WHAT THE EXERCISE ASKS: Produce an exact copy of the line containing "Where can you spot the dark curtain?" and of every line after it in the material below, ending with the final line.

MATERIAL SHOWN:

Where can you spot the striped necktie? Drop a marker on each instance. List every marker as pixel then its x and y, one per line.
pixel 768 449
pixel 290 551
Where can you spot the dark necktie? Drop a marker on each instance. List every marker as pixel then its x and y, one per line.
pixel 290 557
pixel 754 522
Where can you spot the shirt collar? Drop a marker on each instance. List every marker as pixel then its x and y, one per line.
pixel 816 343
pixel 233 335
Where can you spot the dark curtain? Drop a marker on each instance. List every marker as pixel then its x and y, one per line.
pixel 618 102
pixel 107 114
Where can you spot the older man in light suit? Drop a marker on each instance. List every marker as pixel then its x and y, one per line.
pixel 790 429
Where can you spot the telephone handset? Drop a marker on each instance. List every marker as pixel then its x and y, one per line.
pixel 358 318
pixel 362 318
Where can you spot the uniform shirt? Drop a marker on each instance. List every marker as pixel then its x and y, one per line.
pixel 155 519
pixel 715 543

RESULT FOR THIS EXERCISE:
Where can you spot the dark curtain? Drop a marker on each instance. List every marker as pixel then its x and y, one per line.
pixel 618 102
pixel 107 114
Where can you spot the older man in light suit? Drop a marker on each instance. List every marker as pixel then its x and y, one per line.
pixel 790 429
Where can you spot the telephone handset? Drop a marker on each instance. List every marker as pixel then its x and y, one per line.
pixel 358 318
pixel 362 318
Where can you spot the uniform shirt? Drop a marker on each instance. List every marker as pixel then its x and y, one per line.
pixel 155 519
pixel 715 543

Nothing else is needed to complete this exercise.